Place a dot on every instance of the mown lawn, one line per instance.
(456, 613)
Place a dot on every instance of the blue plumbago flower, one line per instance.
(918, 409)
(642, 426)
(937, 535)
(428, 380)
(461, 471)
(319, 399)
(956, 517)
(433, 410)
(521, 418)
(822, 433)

- **What is being asked**
Your answer should contain every entry, transcribed exactly.

- **Response area**
Place a dot on every instance of the mown lawn, one line per instance.
(456, 613)
Place a dot on every instance of the blue plumbago flower, one line per instance.
(918, 409)
(642, 426)
(937, 535)
(428, 380)
(461, 471)
(319, 399)
(956, 517)
(433, 410)
(521, 418)
(822, 433)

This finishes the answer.